# Which film do you use?



## Vautrin (Apr 7, 2010)

So over the past few months I've gotten into film.  I bought a holga, then a mamiya, and in total I've shot maybe 20 rolls of 120...

I've been using Rollei Retro and Kodak Ektar / Ektachrome because that's what they sold in the local shop.

But looking online there's all sorts of different films -- fujifilm, Ado, rollei, agfa, kodak

What films do you shoot and why?

WIll the Kodak B+W look much different to Rollei and will that look different to the Fuji B+W?

Or should I just buy film based on ISO I need?

Also, I've noticed some "special films" -- sensitized, or panchromatic, or digibase.  

Are they worth it?  Will I really get that much better of a shot with digibase?

I ask because I'm about to place another order, and I could spend hundreds just to try each different film...


----------



## Goontz (Apr 7, 2010)

In my Holga, I have recently used with no complaints:
15341033 Fujifilm Neopan 100 Acros Black & White Film ISO 100, 120 Size
1629017 Ilford HP-5 Plus 400 Fast Black and White Professional Film, ISO 400, 120 Size

Right now, I have a roll of: P400H120U Fujifilm Fujicolor Pro 400H Color Negative Film, ISO 400, 120 Size USA in it, but obviously don't know the results yet. 

In all honesty, I don't think the film you use in a Holga matters _that_ much, seeing as how it's not going to be the greatest quality shot anyways, solely based on the quality of the camera itself (afterall, that's part of what makes the Holga so fun, right?). Your Mamiya might be a different story and more worthwhile to try better films, but for my Holga, I pretty much stick to something cheap and simple.

**Data lines**
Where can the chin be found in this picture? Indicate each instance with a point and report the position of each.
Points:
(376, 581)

**Tasks and exercises**
1. In the film thread, which film does Goontz currently have loaded in the Holga?
2. Could you print everything in the film thread from "I've been using" down to "the Fuji B+W?"?
3. Could you carry on the film thread from where it stops?

**Per-task outputs**
1. Fujifilm Fujicolor Pro 400H Color Negative Film, ISO 400, 120 size.

2.
I've been using Rollei Retro and Kodak Ektar / Ektachrome because that's what they sold in the local shop.

But looking online there's all sorts of different films -- fujifilm, Ado, rollei, agfa, kodak

What films do you shoot and why?

WIll the Kodak B+W look much different to Rollei and will that look different to the Fuji B+W?

3.
----------



## Christie Photo (Apr 7, 2010)

I haven't shot film for more than 5 years, but I always used Kodak.  If you'll be shooting any black and white, Ilford is another fine choice.

Panchromatic simply means the film is sensitive to all visible light.  (Pan = all)

-Pete


----------



## Mike_E (Apr 7, 2010)

Adox CHS 100 Art 120 size | Freestyle Photographic Supplies

Is nice for B&W.  25, 50 or 100.

Try some Fujicolor Pro 160C as well..  Fujicolor Pro 160C 160 iso 120 size - 5 roll Pro Pack | Freestyle Photographic Supplies


----------



## 1986 (Apr 8, 2010)

I shoot with kodak TMAX...because well I like the way it looks and feels  

I have also used some ilford that I enjoyed but I liked the tmax better (just my opinion) 

I was film shopping too a while ago and you can spend hundreds but I just stick with Kodak because of the price and quality. I do, every once in a while, pick up a roll or two of something new to try but I haven't found anything better yet.  I would suggest trying Kodak TMAX, Ilford HP-5, and Fuji Neopan. They are all great quality films.


----------



## SoonerBJJ (Apr 8, 2010)

I shoot mainly Kodak Tri-X 400 in 135 and 120.  Occasionally I shoot Ilford Delta 3200 and I've got some Rollei Retro that I haven't used yet.

Most any Kodak or Ilford film is going to have a different character than your Rollei Retro.

Pick 1 or 2 films and shoot a bunch of it.  Get to know your film in and out.


----------



## JamesD (Apr 9, 2010)

I've historically used a lot of TMax 100, TriX, and PlusX, but primarily the first two.  There are subtle grain differences between them, especially the TMax films, and I personally find that the TMax films are easy, comfortable, and consistent, but I like the TriX and PlusX better in the final print.

For color, I've usually used 400UC because of availability, and nice saturation, although I started using Portra 160VC when the 400UC became unavailable to me.  I'd like to try this newfangled Ektar everyone's talking about (I've been out of the photography loop for a year or three); and, of course, slide films are always beautiful, if somewhat inconvenient.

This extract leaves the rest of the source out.